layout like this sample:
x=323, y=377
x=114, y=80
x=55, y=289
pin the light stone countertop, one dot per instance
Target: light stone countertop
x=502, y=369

◆ WHAT YOU WILL DO ◆
With no additions or omissions, transcribe every record.

◆ ANSWER TO THE PROBLEM ◆
layout like this sample:
x=323, y=377
x=114, y=80
x=55, y=289
pin the light stone countertop, one dot per instance
Target: light stone countertop
x=502, y=369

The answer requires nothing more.